TASK DESCRIPTION: Rescale the lines below, starting at the line that contains "Can you see the tablet" and stopping after the last line, and write them out again with the requests included. Multiply every coordinate in the answers by 1.5 and round to a whole number, with halves rounded up, leaving the numbers in the requests unchanged.

BEGIN STORED RECORDS

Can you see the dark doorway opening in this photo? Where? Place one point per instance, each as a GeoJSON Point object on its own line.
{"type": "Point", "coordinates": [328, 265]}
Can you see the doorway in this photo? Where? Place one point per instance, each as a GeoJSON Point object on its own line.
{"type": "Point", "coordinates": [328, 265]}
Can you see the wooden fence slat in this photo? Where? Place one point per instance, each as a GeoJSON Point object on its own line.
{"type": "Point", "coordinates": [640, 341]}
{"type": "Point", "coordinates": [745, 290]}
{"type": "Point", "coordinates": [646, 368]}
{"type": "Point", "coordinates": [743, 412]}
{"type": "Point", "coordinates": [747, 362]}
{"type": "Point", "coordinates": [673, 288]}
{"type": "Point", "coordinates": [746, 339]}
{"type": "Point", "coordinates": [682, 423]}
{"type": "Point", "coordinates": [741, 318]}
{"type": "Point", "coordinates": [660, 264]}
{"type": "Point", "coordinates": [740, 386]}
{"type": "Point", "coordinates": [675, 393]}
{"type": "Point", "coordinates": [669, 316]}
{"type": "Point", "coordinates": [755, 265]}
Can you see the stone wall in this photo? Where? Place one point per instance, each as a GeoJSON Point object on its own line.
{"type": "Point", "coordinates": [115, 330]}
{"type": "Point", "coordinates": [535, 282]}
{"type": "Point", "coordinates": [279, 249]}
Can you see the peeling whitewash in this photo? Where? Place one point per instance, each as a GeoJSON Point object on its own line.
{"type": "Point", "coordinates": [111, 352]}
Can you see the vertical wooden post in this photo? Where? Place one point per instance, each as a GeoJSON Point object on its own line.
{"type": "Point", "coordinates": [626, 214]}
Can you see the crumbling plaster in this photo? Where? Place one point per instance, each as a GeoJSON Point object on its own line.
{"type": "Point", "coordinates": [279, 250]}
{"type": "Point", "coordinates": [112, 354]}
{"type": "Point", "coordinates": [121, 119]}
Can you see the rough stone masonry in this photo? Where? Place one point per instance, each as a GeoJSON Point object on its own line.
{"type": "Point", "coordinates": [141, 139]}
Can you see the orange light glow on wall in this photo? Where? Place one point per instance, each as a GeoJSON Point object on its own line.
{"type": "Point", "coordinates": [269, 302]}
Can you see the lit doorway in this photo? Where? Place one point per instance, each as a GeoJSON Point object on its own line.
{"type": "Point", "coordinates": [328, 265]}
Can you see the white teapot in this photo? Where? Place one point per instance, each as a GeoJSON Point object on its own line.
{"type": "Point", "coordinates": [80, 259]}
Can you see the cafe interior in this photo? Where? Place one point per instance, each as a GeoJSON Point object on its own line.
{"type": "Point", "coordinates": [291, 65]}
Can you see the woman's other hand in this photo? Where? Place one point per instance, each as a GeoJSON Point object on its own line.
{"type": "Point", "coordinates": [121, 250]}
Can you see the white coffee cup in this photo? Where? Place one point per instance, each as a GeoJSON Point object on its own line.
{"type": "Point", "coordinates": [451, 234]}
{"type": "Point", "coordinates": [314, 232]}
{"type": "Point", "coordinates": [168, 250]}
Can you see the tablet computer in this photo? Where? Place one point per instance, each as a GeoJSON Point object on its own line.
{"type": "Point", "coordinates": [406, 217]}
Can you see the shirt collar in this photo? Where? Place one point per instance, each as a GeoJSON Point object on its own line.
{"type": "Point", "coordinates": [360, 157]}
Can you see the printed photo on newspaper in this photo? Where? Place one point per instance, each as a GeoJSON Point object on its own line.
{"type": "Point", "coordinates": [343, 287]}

END STORED RECORDS

SOLUTION TO THIS EXERCISE:
Can you see the tablet computer in this photo? Where? Place one point per instance, each as a GeoJSON Point object on its own line.
{"type": "Point", "coordinates": [609, 326]}
Can you see the shirt collar in this photo? Where? Place one point per instance, each as a GeoJSON Point object on its own line.
{"type": "Point", "coordinates": [540, 236]}
Can you see the printed photo on newspaper in this photo? Where? Place one point per instance, each as a GeoJSON Point object on its own line.
{"type": "Point", "coordinates": [515, 431]}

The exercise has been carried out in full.